Posted September 8, 2011 by LSC

Grass roots watershed stewardship groups are making a difference in communities across Alberta.

Read on to learn how these groups will be putting their 2011 Watershed Stewardship Grant to work in a variety of community-based stewardship projects. Then click here to learn more about the Watershed Stewardship Grant (WSG) Program.

Castle-Crown Wilderness Coalition
The Castle-Crown Wilderness Coalition will focus on increasing the number of volunteers and stewards by providing numerous stewardship training courses, setting up field days for youth to understand the importance for caring for watersheds and wild lands. In addition, in an effort to recruit new volunteer stewards, the group will attend a variety of public events, from festivals and hikes to school outreach.

Clear Hills Watershed Initiative
The Clear Hills Watershed will continue to monitor water quality within the county to add to an ongoing database of watershed information. They will also raise awareness of the watershed through various public events such as Alberta Water Quality Awareness (AWQA) day, where children will be engaged in water related activities such as restocking fish in a lake.

------------------------------------

- EXERCISE INSTRUCTIONS: In the watershed stewardship post, what will the Clear Hills Watershed Initiative's county water quality monitoring add to?

------------------------------------

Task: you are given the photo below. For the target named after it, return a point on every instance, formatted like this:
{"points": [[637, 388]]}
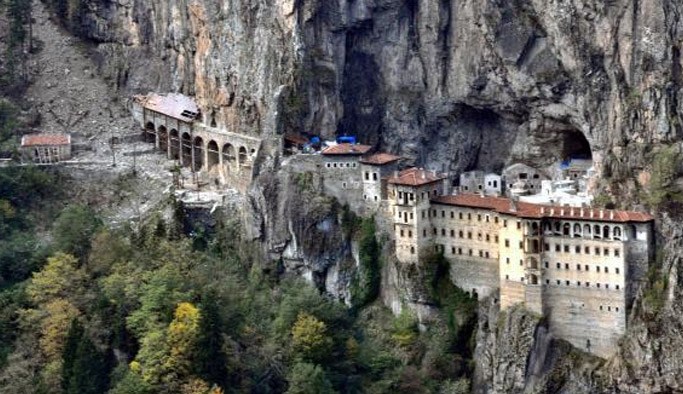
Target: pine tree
{"points": [[210, 361], [89, 371], [70, 349]]}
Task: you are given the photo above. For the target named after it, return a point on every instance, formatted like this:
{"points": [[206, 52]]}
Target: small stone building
{"points": [[374, 172], [46, 148], [518, 175], [341, 169]]}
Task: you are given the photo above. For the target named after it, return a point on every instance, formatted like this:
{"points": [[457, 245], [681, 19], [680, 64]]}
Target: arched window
{"points": [[186, 142], [175, 145], [213, 154], [243, 155], [198, 147]]}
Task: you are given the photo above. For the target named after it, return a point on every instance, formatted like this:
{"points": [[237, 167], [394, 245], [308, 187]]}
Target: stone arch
{"points": [[163, 138], [577, 230], [242, 155], [186, 144], [213, 155], [532, 263], [229, 156], [150, 132], [198, 148], [175, 144]]}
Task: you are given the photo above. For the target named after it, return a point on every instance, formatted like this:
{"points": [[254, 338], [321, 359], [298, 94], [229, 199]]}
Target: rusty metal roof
{"points": [[416, 177], [174, 105], [347, 149], [46, 139], [380, 159]]}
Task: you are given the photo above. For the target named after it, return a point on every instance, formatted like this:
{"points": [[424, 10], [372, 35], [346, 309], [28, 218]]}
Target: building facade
{"points": [[577, 266], [48, 148]]}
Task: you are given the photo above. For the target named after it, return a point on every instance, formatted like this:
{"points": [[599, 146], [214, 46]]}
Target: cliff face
{"points": [[452, 85]]}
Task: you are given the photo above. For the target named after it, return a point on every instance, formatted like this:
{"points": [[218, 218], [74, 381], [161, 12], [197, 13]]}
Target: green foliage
{"points": [[665, 171], [85, 370], [309, 337], [365, 285], [210, 360], [306, 378], [73, 230]]}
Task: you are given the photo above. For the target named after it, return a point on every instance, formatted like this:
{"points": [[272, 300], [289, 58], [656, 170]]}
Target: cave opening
{"points": [[574, 146]]}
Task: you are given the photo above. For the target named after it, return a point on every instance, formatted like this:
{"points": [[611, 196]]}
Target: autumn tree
{"points": [[309, 337], [306, 378]]}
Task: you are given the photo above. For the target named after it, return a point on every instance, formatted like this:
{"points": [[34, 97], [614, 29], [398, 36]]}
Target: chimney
{"points": [[513, 205]]}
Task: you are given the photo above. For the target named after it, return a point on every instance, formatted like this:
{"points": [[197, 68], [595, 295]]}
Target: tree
{"points": [[210, 361], [74, 229], [309, 337], [60, 278], [73, 338], [306, 378], [366, 285]]}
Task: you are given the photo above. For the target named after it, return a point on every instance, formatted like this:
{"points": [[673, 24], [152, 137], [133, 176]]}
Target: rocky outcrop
{"points": [[451, 85]]}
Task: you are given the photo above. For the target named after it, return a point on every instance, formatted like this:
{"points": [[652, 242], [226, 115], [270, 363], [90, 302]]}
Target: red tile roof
{"points": [[380, 159], [346, 149], [527, 210], [46, 139], [416, 177], [296, 139], [174, 105]]}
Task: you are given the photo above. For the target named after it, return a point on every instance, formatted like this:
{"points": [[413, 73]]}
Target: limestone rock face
{"points": [[451, 85]]}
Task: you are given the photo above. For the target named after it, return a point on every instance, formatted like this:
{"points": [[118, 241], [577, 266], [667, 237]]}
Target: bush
{"points": [[366, 283], [73, 230]]}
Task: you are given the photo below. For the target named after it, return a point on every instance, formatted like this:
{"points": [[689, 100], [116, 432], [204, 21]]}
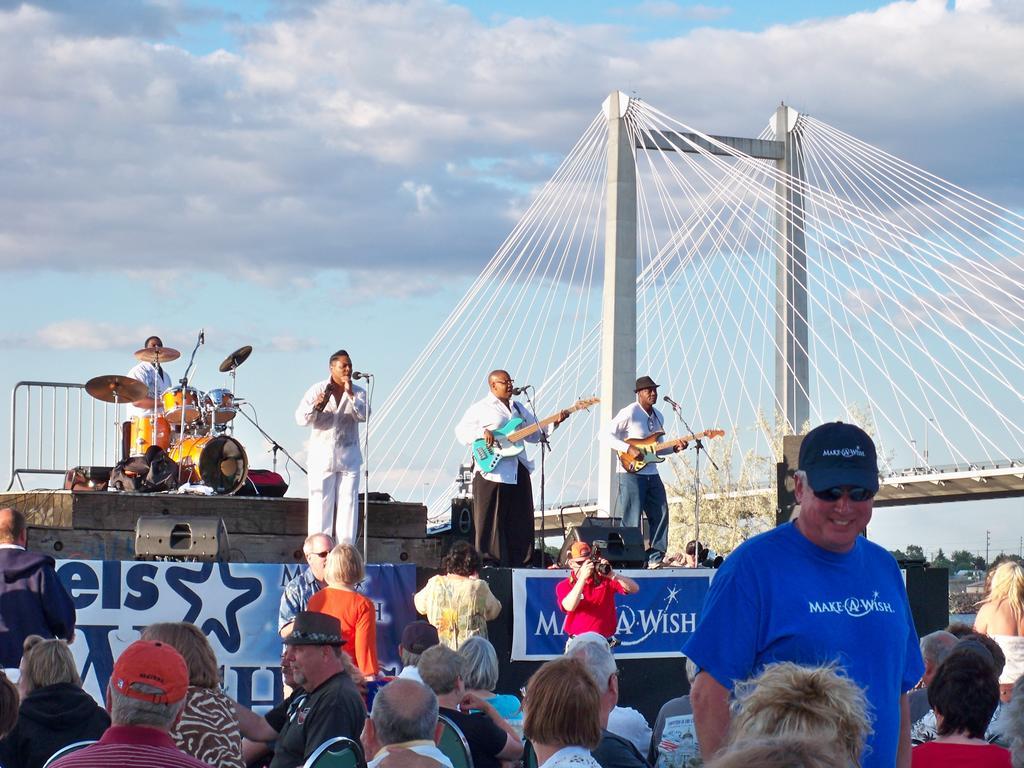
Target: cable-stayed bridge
{"points": [[799, 275]]}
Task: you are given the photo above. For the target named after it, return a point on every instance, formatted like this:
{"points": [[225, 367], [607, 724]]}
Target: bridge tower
{"points": [[619, 320]]}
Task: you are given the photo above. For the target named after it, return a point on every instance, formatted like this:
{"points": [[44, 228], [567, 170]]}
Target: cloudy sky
{"points": [[299, 174]]}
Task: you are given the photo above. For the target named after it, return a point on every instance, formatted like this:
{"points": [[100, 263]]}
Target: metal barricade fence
{"points": [[55, 426]]}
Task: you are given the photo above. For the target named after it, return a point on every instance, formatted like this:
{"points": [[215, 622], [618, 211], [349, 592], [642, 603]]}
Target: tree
{"points": [[913, 552], [736, 501], [941, 561], [964, 560]]}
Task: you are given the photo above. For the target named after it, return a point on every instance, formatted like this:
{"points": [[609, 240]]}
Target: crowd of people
{"points": [[814, 664]]}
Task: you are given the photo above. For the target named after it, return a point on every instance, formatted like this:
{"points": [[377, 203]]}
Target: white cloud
{"points": [[80, 334], [424, 196], [696, 12], [296, 152]]}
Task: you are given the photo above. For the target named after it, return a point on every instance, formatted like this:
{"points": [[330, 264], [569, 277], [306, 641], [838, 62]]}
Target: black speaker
{"points": [[462, 518], [621, 546], [166, 538]]}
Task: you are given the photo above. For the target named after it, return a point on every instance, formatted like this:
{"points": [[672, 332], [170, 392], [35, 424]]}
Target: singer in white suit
{"points": [[644, 489], [334, 410]]}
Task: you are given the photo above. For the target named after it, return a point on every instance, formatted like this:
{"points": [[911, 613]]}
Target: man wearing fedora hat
{"points": [[333, 707], [642, 489], [814, 591]]}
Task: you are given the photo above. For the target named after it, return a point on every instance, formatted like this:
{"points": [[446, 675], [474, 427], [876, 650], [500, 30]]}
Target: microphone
{"points": [[323, 404]]}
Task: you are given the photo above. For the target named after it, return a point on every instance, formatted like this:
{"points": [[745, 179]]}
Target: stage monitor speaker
{"points": [[87, 478], [166, 538], [263, 482], [622, 546], [462, 518]]}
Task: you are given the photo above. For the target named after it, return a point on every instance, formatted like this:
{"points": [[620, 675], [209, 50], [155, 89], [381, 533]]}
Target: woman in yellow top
{"points": [[458, 602], [343, 573]]}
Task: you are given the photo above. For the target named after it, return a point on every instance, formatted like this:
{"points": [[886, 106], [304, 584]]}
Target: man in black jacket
{"points": [[32, 599], [334, 707]]}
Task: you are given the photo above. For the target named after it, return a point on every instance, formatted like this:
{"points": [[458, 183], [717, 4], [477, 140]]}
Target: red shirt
{"points": [[358, 624], [939, 755], [131, 747], [596, 611]]}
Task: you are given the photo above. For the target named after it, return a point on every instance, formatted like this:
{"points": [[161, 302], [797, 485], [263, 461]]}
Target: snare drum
{"points": [[142, 433], [219, 406], [178, 399], [219, 462]]}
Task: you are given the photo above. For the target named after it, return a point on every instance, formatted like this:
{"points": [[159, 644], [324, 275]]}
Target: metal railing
{"points": [[57, 425]]}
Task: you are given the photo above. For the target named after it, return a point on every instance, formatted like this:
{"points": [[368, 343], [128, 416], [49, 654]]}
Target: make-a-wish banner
{"points": [[235, 604], [653, 623]]}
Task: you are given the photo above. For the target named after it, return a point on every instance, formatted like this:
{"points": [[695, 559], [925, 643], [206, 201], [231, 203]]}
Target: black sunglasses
{"points": [[835, 494]]}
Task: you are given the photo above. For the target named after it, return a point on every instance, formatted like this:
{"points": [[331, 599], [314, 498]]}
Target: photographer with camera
{"points": [[588, 596]]}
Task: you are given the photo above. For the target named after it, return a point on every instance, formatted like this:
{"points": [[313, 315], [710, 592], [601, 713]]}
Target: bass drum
{"points": [[218, 462]]}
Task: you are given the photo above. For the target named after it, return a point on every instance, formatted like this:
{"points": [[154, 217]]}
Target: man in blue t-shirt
{"points": [[814, 592]]}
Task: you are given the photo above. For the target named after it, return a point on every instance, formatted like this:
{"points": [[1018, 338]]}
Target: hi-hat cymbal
{"points": [[116, 388], [158, 354], [236, 358]]}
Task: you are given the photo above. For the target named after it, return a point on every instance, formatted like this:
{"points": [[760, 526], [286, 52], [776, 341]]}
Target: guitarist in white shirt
{"points": [[642, 489], [503, 499]]}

------------------------------------

- RESPONSE: An ongoing database of watershed information.